— PASSAGE FOR REVIEW —
======

The arrests stemmed from an investigation into swastika graffiti found in a boys’ bathroom at Syosset High School on Long Island. After police determined that a 15-year-old student had drawn the swastika, the Nassau County Police Department sent officers to his home.
There, the teen told the officers about the explosive materials, according to prosecutors. He said his father had purchased the chemicals for him to build rockets.
During the subsequent search of the home, police found “highly unstable” materials that had been combined to make explosives, including nitroglycerin, multiple acids, oxidizers and fuels. They began to evacuate people in adjacent homes, fearing an explosion.
The teen was not identified by police due to his age. Francisco Sanles, 48, who was arrested at the scene, has pleaded not guilty to seven criminal counts, including criminal possession of a weapon and endangering the welfare of a child. His son was charged with five counts, including criminal possession of a weapon, criminal mischief, aggravated harassment and making graffiti.
Swastika graffiti is relatively commonplace in schools, with the Anti-Defamation League reporting over 400 incidents in 2024: Syosset High School itself was hit by a spate of antisemitic graffiti, including swastikas, in 2017. But it is relatively rare that incidents result in arrests.

======

— LISTED RECORDS —
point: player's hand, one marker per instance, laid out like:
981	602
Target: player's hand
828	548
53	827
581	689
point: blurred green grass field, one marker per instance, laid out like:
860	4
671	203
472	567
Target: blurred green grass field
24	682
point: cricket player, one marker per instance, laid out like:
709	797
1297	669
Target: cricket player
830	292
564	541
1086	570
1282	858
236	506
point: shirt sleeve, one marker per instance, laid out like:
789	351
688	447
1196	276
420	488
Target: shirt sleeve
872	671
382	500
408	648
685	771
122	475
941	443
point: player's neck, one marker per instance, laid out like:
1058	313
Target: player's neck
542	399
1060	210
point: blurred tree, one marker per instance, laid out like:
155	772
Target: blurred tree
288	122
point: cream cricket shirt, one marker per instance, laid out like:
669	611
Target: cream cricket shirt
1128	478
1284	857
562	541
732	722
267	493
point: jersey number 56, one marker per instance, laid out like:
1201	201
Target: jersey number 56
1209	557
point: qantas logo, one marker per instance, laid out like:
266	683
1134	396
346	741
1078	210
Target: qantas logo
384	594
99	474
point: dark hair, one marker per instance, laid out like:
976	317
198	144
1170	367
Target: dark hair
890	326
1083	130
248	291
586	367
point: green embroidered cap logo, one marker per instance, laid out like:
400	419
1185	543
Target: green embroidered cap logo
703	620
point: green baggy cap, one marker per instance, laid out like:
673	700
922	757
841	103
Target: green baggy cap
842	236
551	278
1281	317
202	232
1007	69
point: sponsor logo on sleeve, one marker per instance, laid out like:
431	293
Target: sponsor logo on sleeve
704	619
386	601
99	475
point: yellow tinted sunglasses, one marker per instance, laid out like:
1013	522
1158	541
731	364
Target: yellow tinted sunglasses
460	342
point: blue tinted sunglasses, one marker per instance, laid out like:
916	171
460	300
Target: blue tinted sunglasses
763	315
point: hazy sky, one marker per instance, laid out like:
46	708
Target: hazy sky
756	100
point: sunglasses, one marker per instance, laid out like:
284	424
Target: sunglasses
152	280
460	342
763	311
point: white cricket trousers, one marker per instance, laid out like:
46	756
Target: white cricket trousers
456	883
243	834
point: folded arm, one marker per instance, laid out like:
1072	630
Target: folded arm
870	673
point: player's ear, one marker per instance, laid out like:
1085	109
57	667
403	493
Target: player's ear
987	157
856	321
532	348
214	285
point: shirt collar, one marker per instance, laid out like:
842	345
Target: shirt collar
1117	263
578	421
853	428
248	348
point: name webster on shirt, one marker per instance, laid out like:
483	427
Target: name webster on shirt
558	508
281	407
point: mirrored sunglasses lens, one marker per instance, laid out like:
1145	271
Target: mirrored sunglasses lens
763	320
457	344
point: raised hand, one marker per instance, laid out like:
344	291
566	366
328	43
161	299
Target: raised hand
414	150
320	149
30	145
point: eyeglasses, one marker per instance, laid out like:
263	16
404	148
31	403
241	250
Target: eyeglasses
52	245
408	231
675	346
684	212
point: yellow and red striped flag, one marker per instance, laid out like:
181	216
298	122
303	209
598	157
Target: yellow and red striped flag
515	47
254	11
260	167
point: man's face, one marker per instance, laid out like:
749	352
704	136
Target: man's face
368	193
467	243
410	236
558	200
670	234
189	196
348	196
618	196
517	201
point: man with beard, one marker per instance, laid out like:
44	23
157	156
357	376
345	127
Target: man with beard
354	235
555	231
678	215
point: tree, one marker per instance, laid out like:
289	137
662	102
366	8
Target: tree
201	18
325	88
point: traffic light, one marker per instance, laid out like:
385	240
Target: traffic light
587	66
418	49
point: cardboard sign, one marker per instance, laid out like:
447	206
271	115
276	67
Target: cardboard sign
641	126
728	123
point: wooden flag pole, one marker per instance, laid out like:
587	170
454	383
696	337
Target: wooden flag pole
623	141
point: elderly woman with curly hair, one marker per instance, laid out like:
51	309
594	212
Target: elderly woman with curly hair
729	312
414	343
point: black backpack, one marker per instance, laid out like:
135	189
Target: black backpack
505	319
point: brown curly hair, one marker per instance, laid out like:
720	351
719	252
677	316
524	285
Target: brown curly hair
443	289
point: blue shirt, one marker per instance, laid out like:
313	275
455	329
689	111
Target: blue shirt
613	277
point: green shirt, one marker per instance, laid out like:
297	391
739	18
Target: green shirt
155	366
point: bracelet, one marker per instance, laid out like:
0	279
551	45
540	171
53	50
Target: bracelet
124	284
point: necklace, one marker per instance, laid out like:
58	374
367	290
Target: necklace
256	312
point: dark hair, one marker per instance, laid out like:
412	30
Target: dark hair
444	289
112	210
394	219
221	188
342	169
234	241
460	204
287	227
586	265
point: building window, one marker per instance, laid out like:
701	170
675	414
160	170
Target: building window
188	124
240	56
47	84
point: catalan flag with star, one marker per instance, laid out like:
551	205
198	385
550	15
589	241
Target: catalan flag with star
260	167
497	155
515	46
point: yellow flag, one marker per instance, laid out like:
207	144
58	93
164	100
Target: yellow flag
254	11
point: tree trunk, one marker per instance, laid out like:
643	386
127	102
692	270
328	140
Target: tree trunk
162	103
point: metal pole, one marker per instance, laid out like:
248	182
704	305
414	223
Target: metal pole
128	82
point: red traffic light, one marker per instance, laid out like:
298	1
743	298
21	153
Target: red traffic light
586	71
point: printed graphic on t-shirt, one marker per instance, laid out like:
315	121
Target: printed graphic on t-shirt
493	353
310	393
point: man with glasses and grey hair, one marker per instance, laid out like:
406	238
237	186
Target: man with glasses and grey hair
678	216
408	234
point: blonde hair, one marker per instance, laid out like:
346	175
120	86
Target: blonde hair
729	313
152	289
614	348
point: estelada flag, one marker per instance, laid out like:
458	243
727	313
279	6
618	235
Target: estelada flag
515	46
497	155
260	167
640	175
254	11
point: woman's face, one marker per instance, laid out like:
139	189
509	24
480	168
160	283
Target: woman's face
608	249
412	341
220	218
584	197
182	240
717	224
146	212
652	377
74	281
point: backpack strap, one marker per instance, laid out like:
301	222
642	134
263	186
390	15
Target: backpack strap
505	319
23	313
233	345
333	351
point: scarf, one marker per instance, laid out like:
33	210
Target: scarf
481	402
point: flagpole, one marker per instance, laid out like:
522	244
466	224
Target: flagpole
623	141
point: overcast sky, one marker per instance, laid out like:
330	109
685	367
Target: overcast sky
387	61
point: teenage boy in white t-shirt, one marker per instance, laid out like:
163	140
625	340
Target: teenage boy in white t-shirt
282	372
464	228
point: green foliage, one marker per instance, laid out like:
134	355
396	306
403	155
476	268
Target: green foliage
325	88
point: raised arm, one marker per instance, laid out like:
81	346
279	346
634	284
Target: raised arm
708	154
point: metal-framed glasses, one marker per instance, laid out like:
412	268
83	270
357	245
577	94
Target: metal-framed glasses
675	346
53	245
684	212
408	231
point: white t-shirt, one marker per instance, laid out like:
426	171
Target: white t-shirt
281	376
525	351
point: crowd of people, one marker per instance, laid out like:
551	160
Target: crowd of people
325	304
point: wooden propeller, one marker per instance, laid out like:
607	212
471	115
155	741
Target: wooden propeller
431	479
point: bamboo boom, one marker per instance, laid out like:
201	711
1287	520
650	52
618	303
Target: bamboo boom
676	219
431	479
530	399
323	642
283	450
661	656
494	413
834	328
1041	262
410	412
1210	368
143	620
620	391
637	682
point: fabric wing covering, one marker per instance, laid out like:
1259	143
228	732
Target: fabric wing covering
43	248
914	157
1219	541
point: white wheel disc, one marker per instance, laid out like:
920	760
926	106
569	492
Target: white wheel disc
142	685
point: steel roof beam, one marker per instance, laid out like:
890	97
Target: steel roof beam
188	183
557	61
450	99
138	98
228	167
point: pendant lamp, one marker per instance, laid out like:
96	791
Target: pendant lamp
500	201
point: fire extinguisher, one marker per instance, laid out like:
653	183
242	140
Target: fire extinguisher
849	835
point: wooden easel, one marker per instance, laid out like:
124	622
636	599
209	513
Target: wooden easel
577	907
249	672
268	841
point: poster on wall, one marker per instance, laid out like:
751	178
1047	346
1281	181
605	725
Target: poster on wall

======

— PROMPT 1 —
In the report on the Syosset High School arrests, rewrite the part from "The arrests stemmed" to "to build rockets." and change "officers" to "detectives".
— PROMPT 2 —
Carry the report on the Syosset High School swastika arrests forward from its last sentence.

— TASK RESULT 1 —
The arrests stemmed from an investigation into swastika graffiti found in a boys’ bathroom at Syosset High School on Long Island. After police determined that a 15-year-old student had drawn the swastika, the Nassau County Police Department sent detectives to his home.
There, the teen told the detectives about the explosive materials, according to prosecutors. He said his father had purchased the chemicals for him to build rockets.

— TASK RESULT 2 —
In an email to the school district Wednesday night, the Syosset School District — which enrolls a large number of Jewish students — said its investigation had identified the student for the police, and he would face “serious consequences pursuant to the District’s Code of Conduct.”
“Antisemitism and hate speech have no place in our communities or in our schools,” the district said. “Syosset has long been proud of being a welcoming, empathetic, and inclusive community and those values remain firm. We protect those values and this community by confronting and holding accountable those who traffic in any form of hate.”
In January, New York City Police arrested and charged two 15-year-old boys suspected of spraying dozens of swastikas on a playground in a heavily Jewish Brooklyn neighborhood with aggravated harassment and criminal mischief as a hate crime.